→ Stated task A:
In the rows, starting with the line that contains "Reviewer note: confirm that every instance of the yellow-green" and going through the last row, change "pixel coordinates" to "image coordinates" and leave everything else the same. Give back only those lines.

→ Text:
^^^^^^^^

Learning Goals

The objective of this workshop is to:

Learn the basics of logistic regression modeling with a data set.
Use modelling to make predictions.
Use recipes and workflows to make your modeling choices reproducible.

Set-up

In this workshop you will be working individually. However, while working on your version control project, we suggest to discuss with your group members to hear different opinions and angles. Start by doing the usual set-up steps:

Create your own copy of today’s template repository from https://github.com/uoeIDS/lab-08-template.
Create a new version control project in RStudio that links to your copy of today’s template.
Open lab-08.Rmd and change the author at the top of the file to your name.
Verify that everything is set-up correctly: 🧶 knit your document, ✅ commit your changes and ⬆️ push the commits to GitHub.

Packages & Data

During the workshop we’ll use the following packages:

tidyverse: for data wrangling and visualisation
tidymodels: for modelling

Data set: Rain in Australia

Who does not want to know if tomorrow is going to rain? Well if you live in Scotland the prediction is probably easy. But for people living in Australia, it might be actually more interesting to know if you’ll need to carry an umbrella (or a “brolly” as they like to say) or not.

^^^^^^^^

→ Data:
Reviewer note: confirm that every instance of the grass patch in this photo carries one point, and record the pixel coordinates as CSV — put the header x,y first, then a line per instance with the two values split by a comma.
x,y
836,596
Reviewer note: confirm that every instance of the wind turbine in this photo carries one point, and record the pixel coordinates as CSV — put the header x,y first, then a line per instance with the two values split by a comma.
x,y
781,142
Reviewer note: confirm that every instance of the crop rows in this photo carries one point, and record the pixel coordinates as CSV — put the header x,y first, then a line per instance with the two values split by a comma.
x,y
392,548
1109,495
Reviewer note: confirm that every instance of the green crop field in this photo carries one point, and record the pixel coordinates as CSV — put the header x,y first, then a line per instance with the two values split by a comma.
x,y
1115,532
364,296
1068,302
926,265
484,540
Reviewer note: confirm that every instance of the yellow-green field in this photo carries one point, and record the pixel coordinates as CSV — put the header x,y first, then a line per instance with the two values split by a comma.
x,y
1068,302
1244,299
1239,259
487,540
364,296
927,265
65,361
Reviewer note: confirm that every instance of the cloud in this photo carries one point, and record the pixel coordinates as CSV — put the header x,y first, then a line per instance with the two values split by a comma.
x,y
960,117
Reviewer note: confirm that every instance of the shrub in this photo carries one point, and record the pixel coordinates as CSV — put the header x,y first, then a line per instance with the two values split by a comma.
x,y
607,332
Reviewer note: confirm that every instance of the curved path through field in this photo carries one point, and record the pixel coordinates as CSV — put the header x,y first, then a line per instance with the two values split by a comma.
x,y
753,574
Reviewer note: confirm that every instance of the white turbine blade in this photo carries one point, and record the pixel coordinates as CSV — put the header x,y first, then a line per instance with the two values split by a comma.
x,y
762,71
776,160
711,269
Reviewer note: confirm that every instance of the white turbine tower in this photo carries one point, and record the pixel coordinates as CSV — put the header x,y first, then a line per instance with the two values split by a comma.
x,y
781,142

^^^^^^^^

→ Stated task B:
List every objective that the workshop text gives for the workshop.

→ Task response A:
Reviewer note: confirm that every instance of the yellow-green field in this photo carries one point, and record the image coordinates as CSV — put the header x,y first, then a line per instance with the two values split by a comma.
x,y
1068,302
1244,299
1239,259
487,540
364,296
927,265
65,361
Reviewer note: confirm that every instance of the cloud in this photo carries one point, and record the image coordinates as CSV — put the header x,y first, then a line per instance with the two values split by a comma.
x,y
960,117
Reviewer note: confirm that every instance of the shrub in this photo carries one point, and record the image coordinates as CSV — put the header x,y first, then a line per instance with the two values split by a comma.
x,y
607,332
Reviewer note: confirm that every instance of the curved path through field in this photo carries one point, and record the image coordinates as CSV — put the header x,y first, then a line per instance with the two values split by a comma.
x,y
753,574
Reviewer note: confirm that every instance of the white turbine blade in this photo carries one point, and record the image coordinates as CSV — put the header x,y first, then a line per instance with the two values split by a comma.
x,y
762,71
776,160
711,269
Reviewer note: confirm that every instance of the white turbine tower in this photo carries one point, and record the image coordinates as CSV — put the header x,y first, then a line per instance with the two values split by a comma.
x,y
781,142

→ Task response B:
- Learn the basics of logistic regression modeling with a data set.
- Use modelling to make predictions.
- Use recipes and workflows to make your modeling choices reproducible.